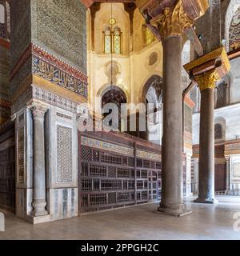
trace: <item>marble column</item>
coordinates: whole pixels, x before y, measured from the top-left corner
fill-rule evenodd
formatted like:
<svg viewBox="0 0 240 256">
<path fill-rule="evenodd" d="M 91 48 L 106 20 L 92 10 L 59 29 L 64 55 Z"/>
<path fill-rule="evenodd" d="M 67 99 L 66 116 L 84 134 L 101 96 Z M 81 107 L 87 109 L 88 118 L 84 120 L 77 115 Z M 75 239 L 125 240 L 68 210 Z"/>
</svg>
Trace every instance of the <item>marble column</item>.
<svg viewBox="0 0 240 256">
<path fill-rule="evenodd" d="M 47 108 L 34 104 L 31 107 L 34 133 L 33 212 L 34 217 L 46 215 L 44 116 Z"/>
<path fill-rule="evenodd" d="M 163 45 L 163 138 L 162 200 L 158 212 L 182 216 L 190 213 L 182 200 L 182 50 L 183 30 L 192 21 L 181 2 L 166 8 L 160 22 Z"/>
<path fill-rule="evenodd" d="M 198 198 L 195 202 L 216 203 L 214 196 L 214 88 L 215 70 L 195 77 L 201 90 Z"/>
<path fill-rule="evenodd" d="M 230 156 L 226 156 L 226 190 L 230 190 Z"/>
</svg>

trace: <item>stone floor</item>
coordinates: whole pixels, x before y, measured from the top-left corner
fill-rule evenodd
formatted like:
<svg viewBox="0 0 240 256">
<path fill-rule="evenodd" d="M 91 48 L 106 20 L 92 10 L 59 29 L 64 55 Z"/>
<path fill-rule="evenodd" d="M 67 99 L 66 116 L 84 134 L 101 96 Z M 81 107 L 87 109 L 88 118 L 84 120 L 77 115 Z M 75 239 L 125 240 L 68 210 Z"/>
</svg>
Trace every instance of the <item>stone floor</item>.
<svg viewBox="0 0 240 256">
<path fill-rule="evenodd" d="M 158 204 L 35 226 L 6 215 L 6 232 L 0 233 L 0 239 L 240 239 L 233 218 L 240 212 L 240 198 L 218 200 L 218 205 L 203 205 L 188 199 L 193 214 L 180 218 L 156 214 Z"/>
</svg>

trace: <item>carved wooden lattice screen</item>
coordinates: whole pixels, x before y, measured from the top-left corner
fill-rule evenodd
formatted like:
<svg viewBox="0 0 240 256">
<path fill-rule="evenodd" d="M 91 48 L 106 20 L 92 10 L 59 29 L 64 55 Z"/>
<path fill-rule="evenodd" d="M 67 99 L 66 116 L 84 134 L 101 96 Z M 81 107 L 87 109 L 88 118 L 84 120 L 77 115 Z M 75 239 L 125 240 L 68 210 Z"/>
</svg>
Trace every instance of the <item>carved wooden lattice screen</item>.
<svg viewBox="0 0 240 256">
<path fill-rule="evenodd" d="M 80 139 L 79 212 L 88 213 L 159 200 L 161 162 L 120 150 L 113 141 L 90 138 L 93 146 Z M 113 139 L 113 138 L 111 138 Z M 89 143 L 89 144 L 90 144 Z M 83 145 L 84 144 L 84 145 Z M 99 148 L 103 146 L 102 148 Z M 111 150 L 103 149 L 112 146 Z M 96 146 L 98 146 L 97 148 Z"/>
<path fill-rule="evenodd" d="M 0 127 L 0 208 L 15 211 L 14 124 Z"/>
</svg>

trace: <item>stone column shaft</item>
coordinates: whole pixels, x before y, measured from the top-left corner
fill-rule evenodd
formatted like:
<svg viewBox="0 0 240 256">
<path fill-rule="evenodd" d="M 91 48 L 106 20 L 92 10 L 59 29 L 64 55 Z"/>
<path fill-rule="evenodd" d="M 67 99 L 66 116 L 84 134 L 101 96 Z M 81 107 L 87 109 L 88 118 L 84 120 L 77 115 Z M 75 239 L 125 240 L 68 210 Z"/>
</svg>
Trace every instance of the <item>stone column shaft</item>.
<svg viewBox="0 0 240 256">
<path fill-rule="evenodd" d="M 161 213 L 182 216 L 190 213 L 182 202 L 182 50 L 183 30 L 193 21 L 182 1 L 166 8 L 160 18 L 163 45 L 163 138 Z"/>
<path fill-rule="evenodd" d="M 34 120 L 34 217 L 46 215 L 45 146 L 44 146 L 44 115 L 46 108 L 34 106 L 32 108 Z"/>
<path fill-rule="evenodd" d="M 198 198 L 195 202 L 216 203 L 214 195 L 214 88 L 213 70 L 195 78 L 201 90 Z"/>
</svg>

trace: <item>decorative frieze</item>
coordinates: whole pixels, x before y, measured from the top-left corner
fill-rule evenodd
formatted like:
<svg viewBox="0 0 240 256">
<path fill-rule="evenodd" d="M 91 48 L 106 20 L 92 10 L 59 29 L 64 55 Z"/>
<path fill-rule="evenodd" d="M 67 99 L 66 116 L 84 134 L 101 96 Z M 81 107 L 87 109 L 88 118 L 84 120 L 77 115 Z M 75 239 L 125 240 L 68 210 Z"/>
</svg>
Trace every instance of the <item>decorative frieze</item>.
<svg viewBox="0 0 240 256">
<path fill-rule="evenodd" d="M 161 154 L 142 151 L 142 150 L 137 150 L 136 157 L 141 158 L 154 160 L 154 161 L 160 161 L 162 158 Z"/>
<path fill-rule="evenodd" d="M 57 181 L 72 182 L 72 129 L 57 126 Z"/>
<path fill-rule="evenodd" d="M 87 76 L 32 43 L 13 68 L 10 80 L 30 58 L 33 74 L 87 98 Z"/>
<path fill-rule="evenodd" d="M 83 146 L 95 147 L 101 150 L 113 151 L 115 153 L 123 154 L 129 156 L 134 156 L 134 149 L 125 147 L 120 145 L 108 143 L 94 138 L 81 137 L 81 144 Z"/>
<path fill-rule="evenodd" d="M 38 87 L 33 86 L 33 98 L 71 112 L 77 112 L 78 104 Z"/>
</svg>

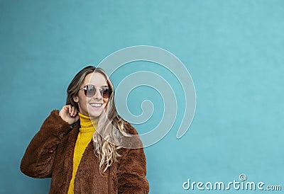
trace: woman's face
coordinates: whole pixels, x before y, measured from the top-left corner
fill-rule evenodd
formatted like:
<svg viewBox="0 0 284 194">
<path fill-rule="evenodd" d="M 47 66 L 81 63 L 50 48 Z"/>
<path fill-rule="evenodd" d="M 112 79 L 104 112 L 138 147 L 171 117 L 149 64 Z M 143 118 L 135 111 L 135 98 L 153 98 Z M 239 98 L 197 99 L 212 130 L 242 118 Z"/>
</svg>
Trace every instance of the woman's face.
<svg viewBox="0 0 284 194">
<path fill-rule="evenodd" d="M 95 94 L 92 97 L 87 97 L 84 94 L 83 87 L 87 85 L 94 85 L 96 87 Z M 109 98 L 102 96 L 99 89 L 109 87 L 104 76 L 98 72 L 87 74 L 80 87 L 78 95 L 74 97 L 74 101 L 77 103 L 79 112 L 87 116 L 98 118 L 106 107 Z"/>
</svg>

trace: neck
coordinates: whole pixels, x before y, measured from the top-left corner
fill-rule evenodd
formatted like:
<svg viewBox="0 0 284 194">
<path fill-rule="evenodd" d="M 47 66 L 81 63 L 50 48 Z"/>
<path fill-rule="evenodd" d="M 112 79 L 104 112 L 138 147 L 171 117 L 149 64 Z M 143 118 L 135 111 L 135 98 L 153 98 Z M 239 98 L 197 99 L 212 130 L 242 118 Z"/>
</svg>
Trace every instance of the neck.
<svg viewBox="0 0 284 194">
<path fill-rule="evenodd" d="M 81 129 L 94 129 L 97 127 L 98 119 L 97 118 L 90 118 L 89 116 L 84 115 L 81 113 L 78 113 Z"/>
</svg>

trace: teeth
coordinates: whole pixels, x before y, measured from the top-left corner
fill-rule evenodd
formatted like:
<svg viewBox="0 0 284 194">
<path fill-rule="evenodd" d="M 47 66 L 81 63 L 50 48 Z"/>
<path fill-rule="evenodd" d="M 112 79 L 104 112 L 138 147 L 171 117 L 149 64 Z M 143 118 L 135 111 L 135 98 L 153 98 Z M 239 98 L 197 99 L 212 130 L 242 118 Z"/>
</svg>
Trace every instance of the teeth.
<svg viewBox="0 0 284 194">
<path fill-rule="evenodd" d="M 90 103 L 89 104 L 92 107 L 101 107 L 102 105 L 102 103 Z"/>
</svg>

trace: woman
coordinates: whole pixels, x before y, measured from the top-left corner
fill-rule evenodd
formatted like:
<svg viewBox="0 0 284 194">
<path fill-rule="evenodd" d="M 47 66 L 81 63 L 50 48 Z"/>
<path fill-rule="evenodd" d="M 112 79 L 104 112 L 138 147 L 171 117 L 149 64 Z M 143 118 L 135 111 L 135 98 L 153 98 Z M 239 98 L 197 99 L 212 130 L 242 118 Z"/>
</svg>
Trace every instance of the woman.
<svg viewBox="0 0 284 194">
<path fill-rule="evenodd" d="M 118 115 L 114 94 L 102 69 L 82 69 L 68 86 L 66 105 L 52 111 L 31 140 L 21 171 L 51 177 L 50 193 L 148 193 L 143 148 L 119 144 L 137 132 Z"/>
</svg>

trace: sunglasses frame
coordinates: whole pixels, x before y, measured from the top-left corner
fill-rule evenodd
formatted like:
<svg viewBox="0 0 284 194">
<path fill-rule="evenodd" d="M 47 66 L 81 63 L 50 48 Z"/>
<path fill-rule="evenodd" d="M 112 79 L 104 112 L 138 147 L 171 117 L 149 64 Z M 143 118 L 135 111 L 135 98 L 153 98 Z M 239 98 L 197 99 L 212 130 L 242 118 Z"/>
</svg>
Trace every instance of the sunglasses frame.
<svg viewBox="0 0 284 194">
<path fill-rule="evenodd" d="M 92 96 L 88 95 L 88 87 L 89 86 L 92 86 L 94 89 L 94 93 Z M 97 89 L 99 90 L 99 93 L 101 93 L 102 97 L 104 98 L 109 98 L 109 97 L 112 93 L 111 89 L 110 89 L 109 86 L 96 87 L 94 85 L 92 85 L 92 84 L 88 84 L 87 86 L 84 86 L 84 87 L 81 88 L 80 89 L 82 89 L 84 91 L 84 95 L 89 98 L 93 97 L 96 94 Z M 105 95 L 108 95 L 108 96 L 106 97 Z"/>
</svg>

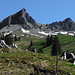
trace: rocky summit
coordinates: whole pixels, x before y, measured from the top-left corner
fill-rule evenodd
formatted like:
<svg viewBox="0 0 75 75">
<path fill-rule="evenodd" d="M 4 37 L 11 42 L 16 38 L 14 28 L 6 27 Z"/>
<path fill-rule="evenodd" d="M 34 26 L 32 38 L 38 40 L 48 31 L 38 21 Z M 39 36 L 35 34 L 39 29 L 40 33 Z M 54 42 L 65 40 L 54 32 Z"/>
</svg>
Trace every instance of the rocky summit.
<svg viewBox="0 0 75 75">
<path fill-rule="evenodd" d="M 37 28 L 36 21 L 26 12 L 26 9 L 22 9 L 14 15 L 8 16 L 0 22 L 0 29 L 10 25 L 20 25 L 24 29 Z"/>
</svg>

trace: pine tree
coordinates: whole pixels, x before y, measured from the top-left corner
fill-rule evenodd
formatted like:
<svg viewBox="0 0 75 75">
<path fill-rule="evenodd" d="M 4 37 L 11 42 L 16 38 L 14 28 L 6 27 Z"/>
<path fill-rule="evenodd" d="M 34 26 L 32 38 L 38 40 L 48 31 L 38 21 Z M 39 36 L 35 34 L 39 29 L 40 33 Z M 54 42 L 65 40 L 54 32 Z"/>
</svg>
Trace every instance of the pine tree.
<svg viewBox="0 0 75 75">
<path fill-rule="evenodd" d="M 17 41 L 17 36 L 16 36 L 16 34 L 15 34 L 15 37 L 14 37 L 14 41 Z"/>
<path fill-rule="evenodd" d="M 53 43 L 53 36 L 52 35 L 50 36 L 49 42 L 50 42 L 50 45 L 52 45 L 52 43 Z"/>
<path fill-rule="evenodd" d="M 4 36 L 4 41 L 7 45 L 11 45 L 13 42 L 13 37 L 11 35 Z"/>
<path fill-rule="evenodd" d="M 50 45 L 50 37 L 48 35 L 47 38 L 46 38 L 46 46 L 49 46 L 49 45 Z"/>
<path fill-rule="evenodd" d="M 54 42 L 53 42 L 53 45 L 52 45 L 51 53 L 52 53 L 52 56 L 56 56 L 57 54 L 60 55 L 62 53 L 61 45 L 59 43 L 59 40 L 58 40 L 57 36 L 54 37 Z"/>
</svg>

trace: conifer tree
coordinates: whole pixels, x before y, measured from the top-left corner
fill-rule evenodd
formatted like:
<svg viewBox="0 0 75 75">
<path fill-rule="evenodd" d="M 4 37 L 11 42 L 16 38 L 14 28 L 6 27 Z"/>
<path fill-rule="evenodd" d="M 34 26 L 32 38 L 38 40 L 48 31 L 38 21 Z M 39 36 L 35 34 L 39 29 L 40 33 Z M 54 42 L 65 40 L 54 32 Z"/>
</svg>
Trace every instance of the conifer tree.
<svg viewBox="0 0 75 75">
<path fill-rule="evenodd" d="M 49 45 L 50 45 L 50 37 L 48 35 L 47 38 L 46 38 L 46 46 L 49 46 Z"/>
<path fill-rule="evenodd" d="M 60 55 L 62 53 L 61 45 L 59 43 L 59 40 L 58 40 L 57 36 L 54 37 L 54 42 L 53 42 L 53 45 L 52 45 L 51 53 L 52 53 L 52 56 L 56 56 L 57 54 Z"/>
<path fill-rule="evenodd" d="M 52 35 L 50 36 L 49 42 L 50 42 L 50 45 L 52 45 L 52 43 L 53 43 L 53 37 L 52 37 Z"/>
</svg>

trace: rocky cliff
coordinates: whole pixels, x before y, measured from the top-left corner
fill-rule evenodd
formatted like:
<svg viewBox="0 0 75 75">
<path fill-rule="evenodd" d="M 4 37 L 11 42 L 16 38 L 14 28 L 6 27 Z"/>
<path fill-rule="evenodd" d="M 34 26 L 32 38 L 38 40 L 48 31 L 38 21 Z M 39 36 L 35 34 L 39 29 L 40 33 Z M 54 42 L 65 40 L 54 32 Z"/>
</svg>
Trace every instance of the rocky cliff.
<svg viewBox="0 0 75 75">
<path fill-rule="evenodd" d="M 65 30 L 65 31 L 75 31 L 75 22 L 71 18 L 67 18 L 64 21 L 53 22 L 46 25 L 48 29 L 51 30 Z"/>
<path fill-rule="evenodd" d="M 26 12 L 26 9 L 22 9 L 14 15 L 5 18 L 0 22 L 0 29 L 10 25 L 21 25 L 25 29 L 37 28 L 36 21 Z"/>
</svg>

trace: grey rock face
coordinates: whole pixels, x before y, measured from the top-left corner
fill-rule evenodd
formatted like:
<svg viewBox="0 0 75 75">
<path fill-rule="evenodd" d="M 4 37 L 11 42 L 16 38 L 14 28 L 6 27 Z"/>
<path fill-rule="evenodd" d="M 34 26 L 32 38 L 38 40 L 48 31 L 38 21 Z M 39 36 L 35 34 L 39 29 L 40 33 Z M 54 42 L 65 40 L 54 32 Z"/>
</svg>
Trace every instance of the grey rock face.
<svg viewBox="0 0 75 75">
<path fill-rule="evenodd" d="M 51 29 L 51 30 L 65 30 L 65 31 L 75 30 L 75 23 L 70 18 L 67 18 L 64 21 L 47 24 L 47 26 L 48 26 L 48 29 Z"/>
<path fill-rule="evenodd" d="M 36 21 L 26 12 L 25 9 L 22 9 L 16 14 L 5 18 L 2 22 L 0 22 L 0 29 L 7 25 L 10 26 L 11 24 L 19 24 L 25 29 L 38 27 Z"/>
</svg>

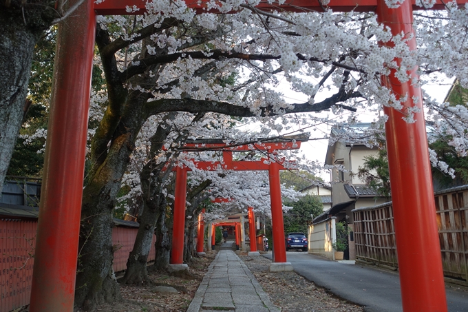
=====
AIM OF THE TASK → Count the lines of the records above that contain the string "frame", treating uppercase and lowercase as different, and give only the number.

ANSWER TO THIS TASK → 2